The problem: Copy each of the following entries word for word, without changing any line.

Bounding box annotation entries:
══════════════════════════════

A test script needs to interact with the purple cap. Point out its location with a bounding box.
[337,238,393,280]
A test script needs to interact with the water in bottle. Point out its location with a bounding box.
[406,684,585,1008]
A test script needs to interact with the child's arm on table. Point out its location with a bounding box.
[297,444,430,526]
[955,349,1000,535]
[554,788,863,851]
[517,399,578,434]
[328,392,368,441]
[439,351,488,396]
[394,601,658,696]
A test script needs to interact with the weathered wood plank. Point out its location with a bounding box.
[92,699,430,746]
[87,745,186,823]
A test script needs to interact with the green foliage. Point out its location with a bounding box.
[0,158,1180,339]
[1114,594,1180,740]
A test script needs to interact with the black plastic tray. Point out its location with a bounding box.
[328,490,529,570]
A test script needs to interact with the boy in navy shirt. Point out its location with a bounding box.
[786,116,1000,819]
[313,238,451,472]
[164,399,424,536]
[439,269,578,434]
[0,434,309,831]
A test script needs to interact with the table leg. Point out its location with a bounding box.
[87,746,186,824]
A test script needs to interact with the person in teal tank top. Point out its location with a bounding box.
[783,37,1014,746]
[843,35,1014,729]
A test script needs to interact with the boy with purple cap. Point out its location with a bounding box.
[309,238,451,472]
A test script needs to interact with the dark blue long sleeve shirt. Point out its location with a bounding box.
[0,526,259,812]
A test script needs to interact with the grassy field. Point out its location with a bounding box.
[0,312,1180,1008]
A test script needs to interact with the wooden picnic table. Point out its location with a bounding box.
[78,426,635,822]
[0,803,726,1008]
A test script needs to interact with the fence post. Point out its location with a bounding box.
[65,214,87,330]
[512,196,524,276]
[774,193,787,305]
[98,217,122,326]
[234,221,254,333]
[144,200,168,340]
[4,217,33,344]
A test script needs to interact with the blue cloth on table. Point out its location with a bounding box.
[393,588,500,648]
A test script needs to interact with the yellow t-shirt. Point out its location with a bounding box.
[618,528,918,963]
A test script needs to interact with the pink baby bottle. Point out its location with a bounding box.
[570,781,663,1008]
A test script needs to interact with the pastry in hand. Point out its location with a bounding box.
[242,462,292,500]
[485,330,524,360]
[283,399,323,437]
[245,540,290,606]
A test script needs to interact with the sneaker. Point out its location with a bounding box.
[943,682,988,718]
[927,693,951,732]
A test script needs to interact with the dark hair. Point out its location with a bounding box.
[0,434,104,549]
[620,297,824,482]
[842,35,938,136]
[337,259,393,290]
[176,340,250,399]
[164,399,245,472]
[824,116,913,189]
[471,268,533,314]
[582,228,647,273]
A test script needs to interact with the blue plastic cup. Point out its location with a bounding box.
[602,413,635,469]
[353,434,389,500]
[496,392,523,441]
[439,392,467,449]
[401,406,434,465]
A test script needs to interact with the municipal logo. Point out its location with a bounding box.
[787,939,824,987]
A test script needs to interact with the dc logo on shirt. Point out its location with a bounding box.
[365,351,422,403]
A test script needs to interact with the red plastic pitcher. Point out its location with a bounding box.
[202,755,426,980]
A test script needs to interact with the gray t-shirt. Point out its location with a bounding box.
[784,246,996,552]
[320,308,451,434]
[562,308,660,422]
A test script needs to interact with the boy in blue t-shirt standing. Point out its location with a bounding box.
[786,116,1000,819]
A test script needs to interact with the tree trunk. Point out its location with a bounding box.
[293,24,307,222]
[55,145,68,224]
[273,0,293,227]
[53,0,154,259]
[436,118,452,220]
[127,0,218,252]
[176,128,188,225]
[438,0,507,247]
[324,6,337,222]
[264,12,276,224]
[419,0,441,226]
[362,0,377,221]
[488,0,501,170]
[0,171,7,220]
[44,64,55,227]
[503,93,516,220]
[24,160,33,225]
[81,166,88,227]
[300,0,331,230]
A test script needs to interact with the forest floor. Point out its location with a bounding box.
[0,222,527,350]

══════════════════════════════

Solution to this problem:
A test script needs to interact with the purple cap. Point out its location with a bounding box.
[337,238,393,280]
A test script needs to interact with the water in bottle. Point out its location with a bounding box.
[406,684,585,1008]
A test script needs to interact with the child's arm on table. Point out its location with a bounding box.
[297,444,430,526]
[955,349,1000,535]
[554,788,863,851]
[517,399,578,434]
[328,392,368,441]
[439,351,488,396]
[394,601,658,696]
A test script needs to interact with the weathered wood plank. Point out its location with a bounding box.
[92,699,430,746]
[87,745,186,823]
A test script needs to interact with the green foliage. Point out its location with a bounding box.
[0,158,1180,339]
[1114,594,1180,740]
A test script needs to interact with the black plastic tray. Point out its location with a bounding box.
[328,490,529,570]
A test script needs to interact with the boy in navy shirt. Point out its location with a bounding box.
[786,116,1000,819]
[313,238,451,472]
[164,399,424,536]
[439,269,578,434]
[0,434,309,831]
A test script needs to interact with the table leg. Point out its location with a bounding box.
[87,746,186,824]
A test script needs to interact with the person in teal tank top. Point out its location with a bounding box.
[783,37,1014,746]
[843,35,1014,729]
A test script needs to interact with the boy with purple cap. Point out its location with a bounding box.
[309,238,451,472]
A test script needs to interact with the dark blue long sleeve shirt. Point out its location with a bounding box.
[0,526,259,812]
A test script needs to interact with the grassy field. Point out its location with a bounding box.
[0,312,1180,1008]
A test script needs to interact with the wooden picnic table. Point out its location with a bounding box.
[78,426,635,822]
[0,803,726,1008]
A test script needs to interact with the fence post. Point out its location with a bounding box.
[65,214,87,330]
[512,196,524,276]
[774,193,787,305]
[98,217,122,326]
[234,221,254,333]
[144,200,168,340]
[4,217,33,344]
A test script needs to interact with the blue cloth on table. Point out its location with a bounding box.
[393,588,500,648]
A test script needs to interact with the yellow t-shirt. Point out its location with a bounding box.
[618,528,918,963]
A test script needs to interact with the pink baby bottle. Point out its location with a bounding box.
[570,781,663,1008]
A test script needs to interact with the pastry in hand. Point out its location with a bounding box.
[242,462,292,500]
[485,330,524,360]
[283,399,323,437]
[245,540,290,606]
A test script needs to interact with the sneaker. Point out its location with a bounding box.
[943,682,988,718]
[927,693,951,732]
A test script needs to interact with the dark hair. Point out its location with a bounding box.
[0,434,104,549]
[620,297,824,482]
[842,35,938,136]
[337,259,393,290]
[176,340,250,399]
[164,399,245,472]
[824,116,913,189]
[471,268,533,314]
[582,228,647,273]
A test script needs to interact with the blue plastic cup. Point out its location with a bounding box.
[602,413,635,469]
[353,434,389,500]
[496,392,523,441]
[439,392,467,449]
[401,406,434,465]
A test script needs to interact with the municipal logo. Point out its location with a bounding box.
[787,939,824,987]
A test script needs to interact with the dc logo on shirt. Point out its location with a bounding box.
[365,351,422,403]
A test script needs to interact with the red plastic pitcher. Point out its location with a bounding box.
[202,755,426,980]
A test script needs to interact with the gray t-shirt. Point out its location with a bounding box.
[784,246,996,552]
[320,308,451,434]
[562,308,660,422]
A test script needs to interact with the boy in blue t-shirt standing. Point out its location with a bounding box.
[786,116,1000,819]
A test script needs to interact with the tree trunk. Point out its location with a bounding box.
[293,24,307,222]
[55,145,68,224]
[273,0,293,227]
[53,0,154,259]
[436,118,452,220]
[127,0,218,252]
[176,128,188,225]
[438,0,507,247]
[324,6,337,222]
[264,12,276,224]
[419,0,441,226]
[362,0,377,221]
[488,0,501,170]
[0,171,7,220]
[44,64,55,227]
[503,93,516,220]
[24,160,33,225]
[81,166,88,227]
[300,0,331,230]
A test script needs to interact with the forest floor. Point out its location with a bounding box.
[0,222,527,350]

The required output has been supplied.